• _DIRECTIONS FOR THIS TASK_: Look below for the line with "Pin the gray rock", and from there restate every line word for word until the entries end.

+ + + + +

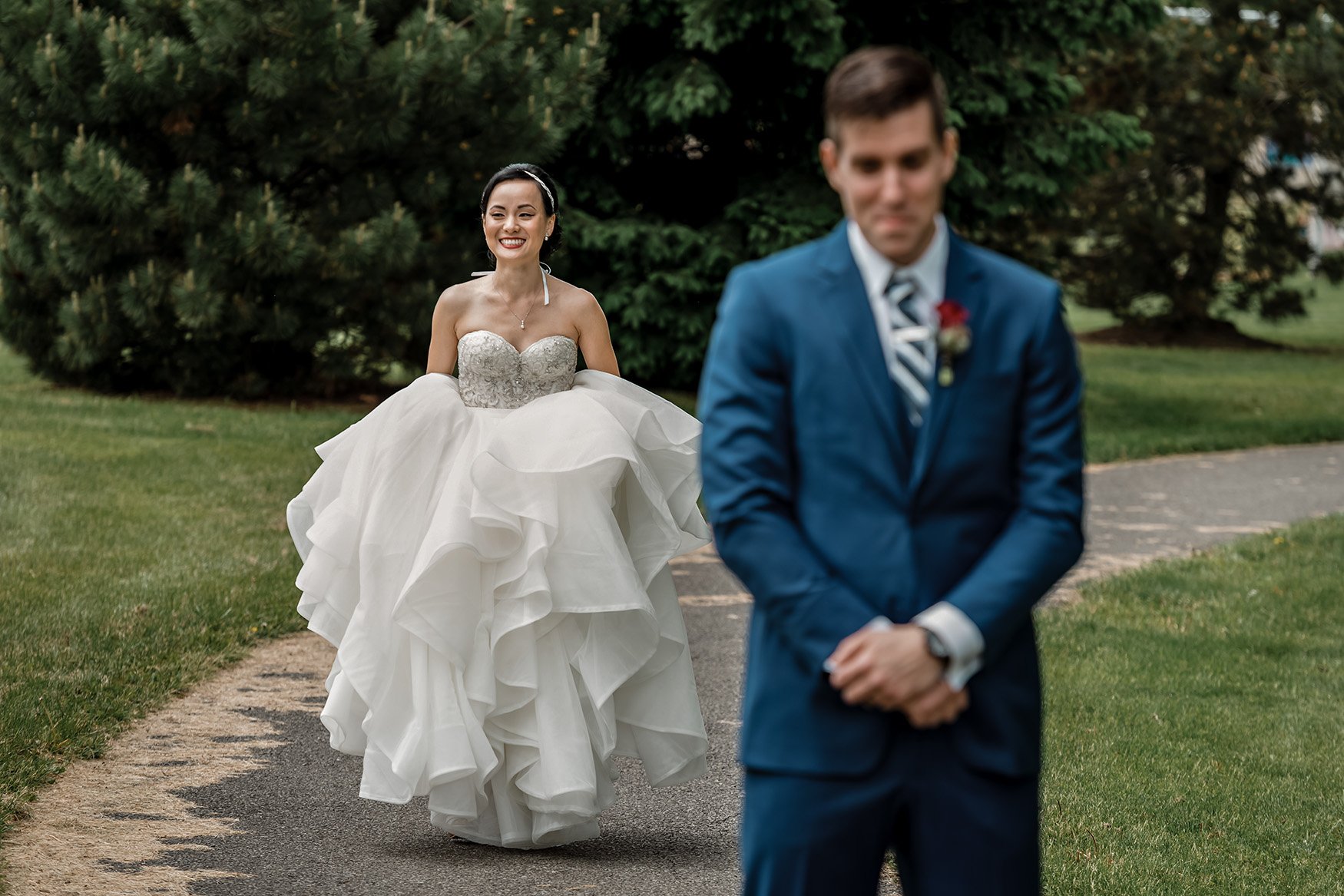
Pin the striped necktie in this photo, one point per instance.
(912, 369)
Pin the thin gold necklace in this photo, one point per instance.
(521, 322)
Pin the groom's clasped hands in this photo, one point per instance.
(890, 668)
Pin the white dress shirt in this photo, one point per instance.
(953, 627)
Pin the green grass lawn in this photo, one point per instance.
(1193, 724)
(1144, 402)
(143, 544)
(1322, 328)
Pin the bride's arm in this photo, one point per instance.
(442, 340)
(596, 339)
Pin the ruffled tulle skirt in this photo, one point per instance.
(498, 587)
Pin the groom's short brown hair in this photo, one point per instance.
(876, 82)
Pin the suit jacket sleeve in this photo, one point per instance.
(749, 469)
(1043, 536)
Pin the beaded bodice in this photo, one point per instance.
(494, 374)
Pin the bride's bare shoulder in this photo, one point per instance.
(458, 297)
(573, 297)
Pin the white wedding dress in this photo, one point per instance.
(489, 557)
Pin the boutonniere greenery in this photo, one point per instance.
(953, 338)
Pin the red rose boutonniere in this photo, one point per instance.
(953, 338)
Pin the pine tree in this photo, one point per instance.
(1210, 218)
(703, 148)
(220, 197)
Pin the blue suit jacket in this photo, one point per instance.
(833, 509)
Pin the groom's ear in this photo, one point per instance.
(951, 150)
(829, 154)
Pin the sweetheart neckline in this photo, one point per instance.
(516, 349)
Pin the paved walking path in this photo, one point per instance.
(231, 790)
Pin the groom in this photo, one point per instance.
(892, 465)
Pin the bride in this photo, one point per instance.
(489, 557)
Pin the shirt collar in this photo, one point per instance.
(930, 270)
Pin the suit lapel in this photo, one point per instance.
(847, 311)
(967, 285)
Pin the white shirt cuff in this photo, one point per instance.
(960, 636)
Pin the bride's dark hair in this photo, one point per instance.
(534, 174)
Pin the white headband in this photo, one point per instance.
(545, 190)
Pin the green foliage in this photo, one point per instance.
(702, 150)
(1210, 218)
(215, 197)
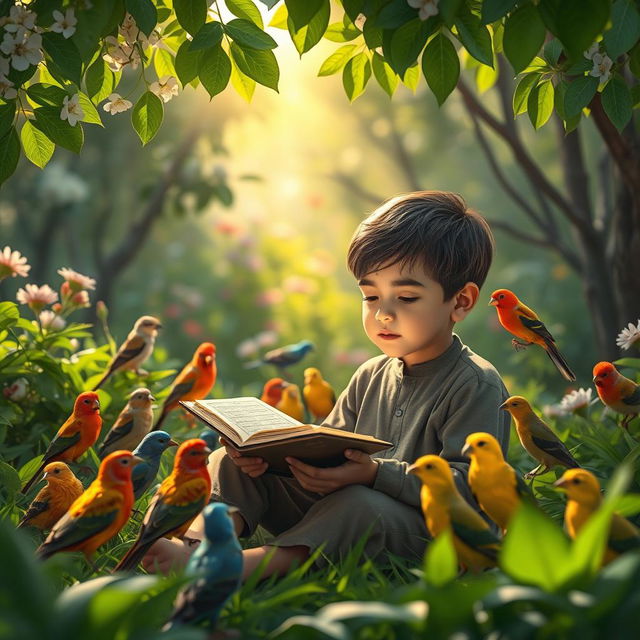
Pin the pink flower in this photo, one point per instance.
(36, 297)
(76, 280)
(12, 264)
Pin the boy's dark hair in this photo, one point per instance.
(454, 244)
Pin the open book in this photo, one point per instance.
(258, 429)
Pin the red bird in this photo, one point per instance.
(523, 323)
(272, 392)
(75, 436)
(194, 382)
(616, 391)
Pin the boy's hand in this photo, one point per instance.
(359, 469)
(252, 466)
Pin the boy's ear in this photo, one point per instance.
(465, 300)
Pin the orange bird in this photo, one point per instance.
(616, 391)
(99, 513)
(75, 436)
(179, 499)
(523, 323)
(194, 382)
(272, 392)
(52, 502)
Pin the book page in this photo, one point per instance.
(249, 417)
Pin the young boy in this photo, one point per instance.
(419, 260)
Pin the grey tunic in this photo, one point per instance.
(428, 408)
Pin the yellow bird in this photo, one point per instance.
(537, 438)
(444, 508)
(496, 485)
(584, 499)
(290, 402)
(52, 501)
(318, 394)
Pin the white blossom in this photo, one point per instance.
(116, 104)
(64, 23)
(165, 88)
(71, 109)
(602, 64)
(629, 336)
(426, 8)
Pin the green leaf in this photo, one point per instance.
(247, 34)
(191, 14)
(540, 103)
(625, 28)
(187, 63)
(530, 530)
(493, 10)
(147, 116)
(441, 560)
(243, 84)
(524, 34)
(144, 13)
(475, 37)
(215, 70)
(245, 9)
(262, 66)
(209, 35)
(308, 36)
(387, 78)
(301, 11)
(91, 114)
(60, 131)
(617, 102)
(100, 80)
(337, 60)
(355, 75)
(578, 23)
(441, 67)
(37, 147)
(64, 55)
(579, 94)
(7, 115)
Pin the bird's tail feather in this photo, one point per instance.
(558, 359)
(34, 477)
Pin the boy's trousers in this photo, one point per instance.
(337, 521)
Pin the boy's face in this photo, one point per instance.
(404, 314)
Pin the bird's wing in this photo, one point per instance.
(95, 514)
(129, 350)
(555, 448)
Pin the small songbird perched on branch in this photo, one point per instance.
(75, 436)
(284, 356)
(584, 499)
(444, 508)
(537, 438)
(99, 513)
(318, 394)
(216, 570)
(180, 498)
(617, 392)
(194, 381)
(496, 485)
(523, 323)
(52, 501)
(133, 424)
(135, 349)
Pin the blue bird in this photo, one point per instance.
(150, 450)
(210, 437)
(216, 569)
(284, 356)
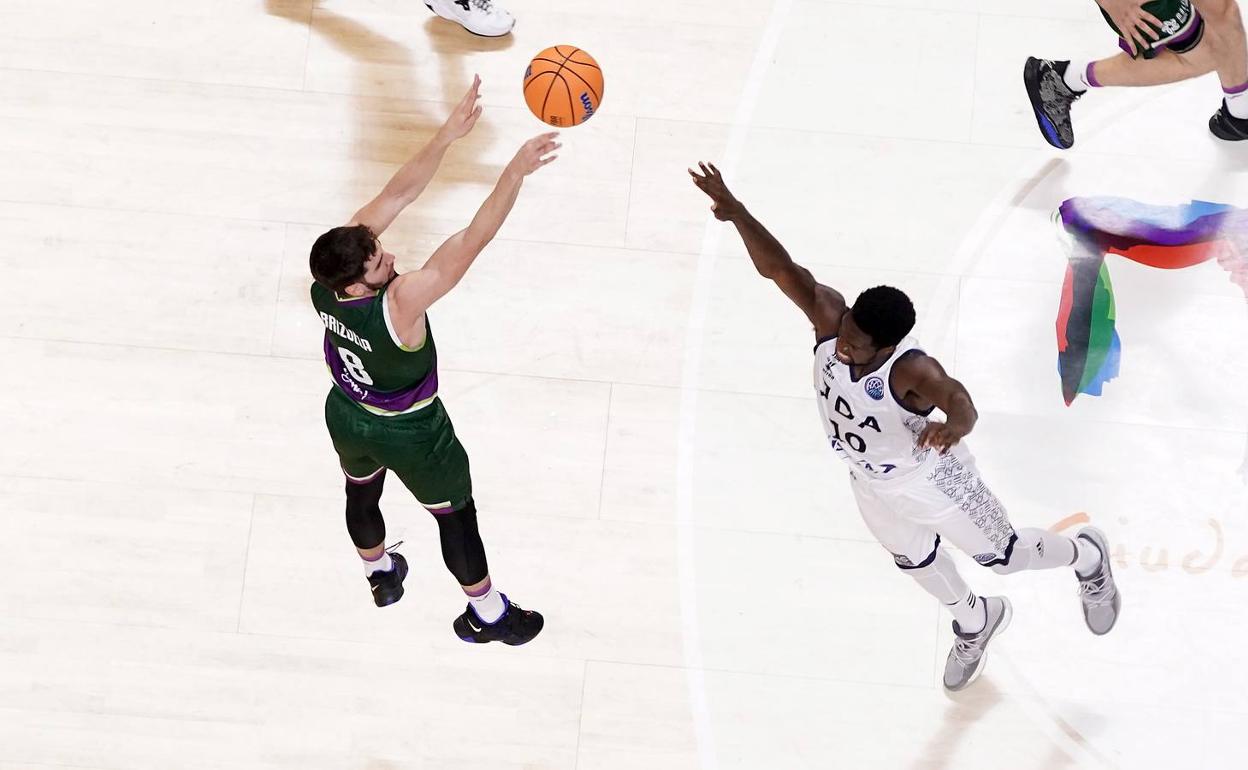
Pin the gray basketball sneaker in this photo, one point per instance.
(966, 659)
(1098, 592)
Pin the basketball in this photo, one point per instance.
(563, 86)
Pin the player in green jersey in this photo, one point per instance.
(383, 409)
(1162, 41)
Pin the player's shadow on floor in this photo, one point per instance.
(383, 85)
(966, 710)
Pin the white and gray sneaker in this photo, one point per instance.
(966, 659)
(478, 16)
(1098, 592)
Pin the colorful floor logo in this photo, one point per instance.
(1170, 237)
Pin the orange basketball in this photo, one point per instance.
(563, 86)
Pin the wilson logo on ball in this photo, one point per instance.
(563, 86)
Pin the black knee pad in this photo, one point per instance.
(462, 548)
(365, 522)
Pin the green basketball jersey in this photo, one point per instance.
(1181, 26)
(366, 358)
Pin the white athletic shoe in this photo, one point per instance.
(478, 16)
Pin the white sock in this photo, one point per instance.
(1237, 101)
(1087, 557)
(1076, 76)
(970, 613)
(382, 564)
(488, 605)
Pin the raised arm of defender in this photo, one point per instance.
(824, 306)
(411, 180)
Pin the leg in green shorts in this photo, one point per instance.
(421, 448)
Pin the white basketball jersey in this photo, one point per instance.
(865, 423)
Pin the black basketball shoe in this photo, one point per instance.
(516, 627)
(388, 585)
(1227, 126)
(1051, 100)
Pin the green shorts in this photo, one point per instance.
(421, 448)
(1182, 28)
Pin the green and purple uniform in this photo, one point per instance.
(383, 409)
(1181, 30)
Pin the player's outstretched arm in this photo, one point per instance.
(925, 377)
(824, 306)
(418, 290)
(411, 180)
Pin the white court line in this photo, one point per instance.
(689, 372)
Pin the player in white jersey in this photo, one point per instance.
(915, 483)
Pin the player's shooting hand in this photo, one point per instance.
(1136, 25)
(940, 436)
(534, 154)
(464, 116)
(711, 182)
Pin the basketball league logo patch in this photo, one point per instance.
(874, 387)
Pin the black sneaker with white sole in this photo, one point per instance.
(1051, 100)
(516, 627)
(388, 585)
(1228, 127)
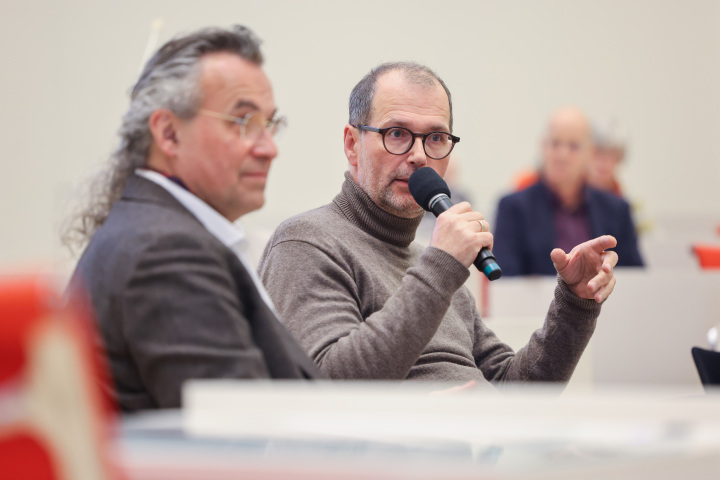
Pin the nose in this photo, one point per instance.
(416, 155)
(265, 146)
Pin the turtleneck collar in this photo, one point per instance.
(362, 211)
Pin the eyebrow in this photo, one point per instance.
(245, 103)
(399, 123)
(249, 103)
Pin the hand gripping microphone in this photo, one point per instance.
(432, 193)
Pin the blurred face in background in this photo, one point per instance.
(567, 149)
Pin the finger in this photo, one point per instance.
(560, 258)
(605, 291)
(462, 207)
(610, 259)
(481, 225)
(601, 244)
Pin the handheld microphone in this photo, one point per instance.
(432, 193)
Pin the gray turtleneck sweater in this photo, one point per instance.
(366, 302)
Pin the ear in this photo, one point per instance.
(163, 127)
(352, 144)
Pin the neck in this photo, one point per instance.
(569, 195)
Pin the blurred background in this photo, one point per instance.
(652, 66)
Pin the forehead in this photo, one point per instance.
(398, 100)
(227, 79)
(569, 125)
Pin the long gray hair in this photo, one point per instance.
(362, 95)
(170, 80)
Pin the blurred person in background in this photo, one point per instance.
(561, 210)
(165, 267)
(610, 149)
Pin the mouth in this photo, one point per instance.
(255, 175)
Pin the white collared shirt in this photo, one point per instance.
(230, 234)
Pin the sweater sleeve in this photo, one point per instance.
(319, 300)
(553, 350)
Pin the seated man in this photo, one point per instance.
(165, 269)
(561, 210)
(368, 303)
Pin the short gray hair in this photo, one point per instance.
(170, 80)
(361, 97)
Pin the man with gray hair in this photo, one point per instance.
(165, 268)
(367, 302)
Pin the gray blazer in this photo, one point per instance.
(173, 303)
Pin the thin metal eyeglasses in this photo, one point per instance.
(252, 124)
(400, 140)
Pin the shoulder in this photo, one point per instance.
(315, 226)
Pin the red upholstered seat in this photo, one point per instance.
(707, 255)
(55, 420)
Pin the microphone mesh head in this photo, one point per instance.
(424, 184)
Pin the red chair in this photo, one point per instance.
(54, 419)
(707, 255)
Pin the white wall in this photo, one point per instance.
(654, 65)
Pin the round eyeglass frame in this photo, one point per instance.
(423, 136)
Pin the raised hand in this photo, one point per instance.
(588, 268)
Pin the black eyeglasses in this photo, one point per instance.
(399, 140)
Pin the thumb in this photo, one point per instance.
(559, 258)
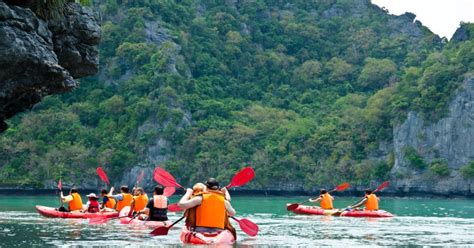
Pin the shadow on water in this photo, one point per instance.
(417, 222)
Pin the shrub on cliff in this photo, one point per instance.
(467, 171)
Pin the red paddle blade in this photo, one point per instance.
(292, 207)
(102, 175)
(98, 220)
(342, 186)
(161, 230)
(242, 177)
(140, 176)
(174, 208)
(165, 178)
(169, 191)
(248, 227)
(383, 185)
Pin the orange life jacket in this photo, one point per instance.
(76, 203)
(212, 212)
(160, 201)
(110, 203)
(326, 201)
(372, 202)
(127, 201)
(140, 202)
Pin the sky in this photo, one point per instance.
(442, 17)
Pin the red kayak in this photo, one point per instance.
(54, 213)
(312, 210)
(136, 221)
(197, 238)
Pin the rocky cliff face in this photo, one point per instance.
(451, 139)
(39, 58)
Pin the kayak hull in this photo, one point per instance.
(312, 210)
(197, 238)
(53, 213)
(148, 223)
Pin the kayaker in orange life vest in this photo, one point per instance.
(212, 208)
(324, 199)
(371, 201)
(73, 200)
(108, 204)
(92, 206)
(123, 199)
(157, 207)
(139, 201)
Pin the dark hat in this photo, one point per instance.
(212, 183)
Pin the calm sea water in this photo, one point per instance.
(426, 222)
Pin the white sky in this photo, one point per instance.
(442, 17)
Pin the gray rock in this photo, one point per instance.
(450, 139)
(38, 58)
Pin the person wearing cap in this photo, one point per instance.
(73, 200)
(211, 208)
(157, 207)
(123, 199)
(139, 201)
(108, 204)
(370, 200)
(92, 205)
(324, 199)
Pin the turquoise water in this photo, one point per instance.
(417, 222)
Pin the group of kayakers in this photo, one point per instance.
(207, 206)
(370, 201)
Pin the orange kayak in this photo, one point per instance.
(54, 213)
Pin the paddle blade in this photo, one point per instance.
(169, 191)
(165, 178)
(140, 176)
(159, 231)
(382, 186)
(247, 226)
(174, 208)
(242, 177)
(342, 186)
(292, 207)
(98, 220)
(102, 175)
(60, 184)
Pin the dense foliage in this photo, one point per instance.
(303, 91)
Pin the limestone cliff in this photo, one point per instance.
(451, 139)
(42, 57)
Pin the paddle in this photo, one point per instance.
(247, 226)
(242, 177)
(163, 230)
(340, 187)
(139, 177)
(380, 187)
(60, 188)
(102, 175)
(169, 191)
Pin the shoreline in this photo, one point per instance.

+ + + + +

• _TASK ANSWER_:
Pin the gray rock in this photo, one point per instance.
(450, 139)
(38, 58)
Pin the person wearing cap in this photo, one point per instance.
(73, 200)
(211, 208)
(157, 207)
(123, 199)
(139, 201)
(108, 204)
(370, 200)
(92, 205)
(324, 199)
Pin the turquoise water in this photo, one point per instance.
(417, 222)
Pin the group of kayakers in this photo, one point per instance.
(207, 206)
(370, 201)
Pin the orange kayak in this photo, one point per instance.
(54, 213)
Pin the paddle blade in this photo, one point per instance.
(169, 191)
(165, 178)
(140, 176)
(159, 231)
(382, 186)
(247, 226)
(174, 208)
(242, 177)
(342, 186)
(292, 207)
(98, 220)
(102, 175)
(60, 184)
Pin the dense foliage in this photo, one point per instance.
(303, 91)
Pin the limestone cliff in this photo, one point per instance.
(451, 139)
(42, 57)
Pin the paddle in this photo, one point per instance.
(247, 226)
(242, 177)
(163, 230)
(340, 187)
(139, 177)
(380, 187)
(60, 188)
(102, 175)
(169, 191)
Pin the shoreline in this photo, one point per instance.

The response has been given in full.